Problem to solve:
Can you convert the lines below into a Markdown table with two columns, Row and Line, numbering each row and leaving out any blank lines?
-- START OF Data --
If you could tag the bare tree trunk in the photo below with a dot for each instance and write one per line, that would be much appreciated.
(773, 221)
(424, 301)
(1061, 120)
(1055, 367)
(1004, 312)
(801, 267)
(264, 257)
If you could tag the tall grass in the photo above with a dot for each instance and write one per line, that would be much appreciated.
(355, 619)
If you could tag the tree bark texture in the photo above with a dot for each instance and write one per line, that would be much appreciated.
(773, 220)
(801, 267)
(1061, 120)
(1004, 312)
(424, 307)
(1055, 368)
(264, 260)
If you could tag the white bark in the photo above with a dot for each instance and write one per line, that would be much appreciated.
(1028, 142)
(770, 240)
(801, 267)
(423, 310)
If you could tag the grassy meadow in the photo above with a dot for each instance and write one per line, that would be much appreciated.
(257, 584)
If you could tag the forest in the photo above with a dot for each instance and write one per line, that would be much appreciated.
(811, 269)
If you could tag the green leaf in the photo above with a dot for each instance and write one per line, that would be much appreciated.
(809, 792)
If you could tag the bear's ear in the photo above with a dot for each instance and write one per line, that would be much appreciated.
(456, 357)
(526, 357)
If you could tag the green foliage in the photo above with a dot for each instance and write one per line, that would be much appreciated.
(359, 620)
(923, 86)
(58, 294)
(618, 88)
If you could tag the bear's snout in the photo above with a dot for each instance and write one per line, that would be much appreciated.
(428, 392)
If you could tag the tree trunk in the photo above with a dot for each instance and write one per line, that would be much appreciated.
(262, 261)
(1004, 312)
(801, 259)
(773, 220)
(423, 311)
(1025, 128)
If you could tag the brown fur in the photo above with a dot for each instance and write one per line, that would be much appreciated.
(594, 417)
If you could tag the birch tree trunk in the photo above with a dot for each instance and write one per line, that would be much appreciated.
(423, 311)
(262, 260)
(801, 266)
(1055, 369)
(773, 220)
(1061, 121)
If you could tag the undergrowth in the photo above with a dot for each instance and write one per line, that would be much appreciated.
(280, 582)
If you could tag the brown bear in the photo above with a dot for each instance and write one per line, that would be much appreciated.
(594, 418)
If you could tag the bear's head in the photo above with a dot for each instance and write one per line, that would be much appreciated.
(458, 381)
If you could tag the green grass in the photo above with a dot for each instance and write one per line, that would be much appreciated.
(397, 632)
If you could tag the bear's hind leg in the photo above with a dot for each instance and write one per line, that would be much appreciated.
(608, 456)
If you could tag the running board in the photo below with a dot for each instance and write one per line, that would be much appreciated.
-- END OF Data --
Output for this exercise:
| Row | Line |
|---|---|
| 1 | If you could tag the bare tree trunk in the photo below with a dot for each instance and write one per line, that would be much appreciated. |
| 2 | (773, 221) |
| 3 | (424, 301) |
| 4 | (1061, 120) |
| 5 | (1055, 367) |
| 6 | (1004, 312) |
| 7 | (801, 267) |
| 8 | (264, 257) |
| 9 | If you could tag the tall grass in the photo above with a dot for each instance and write one per line, that would be much appreciated. |
| 10 | (355, 619) |
| 11 | If you could tag the tree bark texture in the photo above with a dot for each instance and write one per line, that would be much appreciated. |
| 12 | (773, 220) |
| 13 | (801, 267) |
| 14 | (1061, 120) |
| 15 | (1004, 312) |
| 16 | (424, 307) |
| 17 | (1055, 368) |
| 18 | (264, 260) |
| 19 | If you could tag the white bark in the photo above with a dot for each instance and write one per line, that would be much appreciated. |
| 20 | (1028, 142) |
| 21 | (770, 240) |
| 22 | (801, 267) |
| 23 | (423, 310) |
| 24 | If you could tag the grassy meadow in the photo above with a dot for each instance and write one per line, that would be much appreciated. |
| 25 | (257, 584) |
| 26 | If you could tag the forest in the photo above with a dot for each instance and write one per line, that would be much appreciated. |
| 27 | (811, 269) |
| 28 | If you could tag the green leaf in the photo above with a dot for each instance and write one per line, that would be much appreciated. |
| 29 | (809, 792) |
| 30 | If you could tag the bear's ear in the photo above with a dot for each instance and write one per line, that would be much appreciated. |
| 31 | (456, 357) |
| 32 | (526, 357) |
| 33 | If you could tag the green foliage in the photo above with a dot for each instance and write one per line, that would be much appreciated. |
| 34 | (359, 620) |
| 35 | (923, 86) |
| 36 | (58, 294) |
| 37 | (618, 88) |
| 38 | If you could tag the bear's snout in the photo above with a dot for each instance and write one per line, that would be much appreciated. |
| 39 | (428, 392) |
| 40 | If you could tag the tree trunk in the photo above with a dot for each instance and write one per line, that would be much appreciated. |
| 41 | (262, 261) |
| 42 | (1004, 312) |
| 43 | (801, 259) |
| 44 | (773, 220) |
| 45 | (423, 311) |
| 46 | (1025, 128) |
| 47 | If you could tag the brown fur in the photo above with a dot for each instance and write one per line, that would be much appreciated. |
| 48 | (594, 417) |
| 49 | If you could tag the birch tree trunk in the photo above with a dot for each instance and write one per line, that would be much appreciated. |
| 50 | (423, 311) |
| 51 | (262, 260) |
| 52 | (801, 266) |
| 53 | (1055, 369) |
| 54 | (773, 220) |
| 55 | (1061, 121) |
| 56 | If you could tag the undergrowth in the photo above with a dot for each instance and write one per line, that would be much appreciated. |
| 57 | (280, 582) |
| 58 | If you could tag the brown bear in the photo above with a dot for each instance and write one per line, that would be much appreciated. |
| 59 | (594, 418) |
| 60 | If you could tag the bear's head in the photo above with a dot for each instance and write one per line, that would be much appreciated. |
| 61 | (458, 381) |
| 62 | If you could tag the green grass in the photo above with a dot for each instance and write one per line, that would be much appreciated. |
| 63 | (397, 632) |
| 64 | If you could tag the bear's hind leg in the photo above with a dot for each instance and write one per line, that would be much appreciated. |
| 65 | (608, 456) |
| 66 | If you could tag the running board in the photo below with a dot for each instance and write one per line, that would be much appreciated. |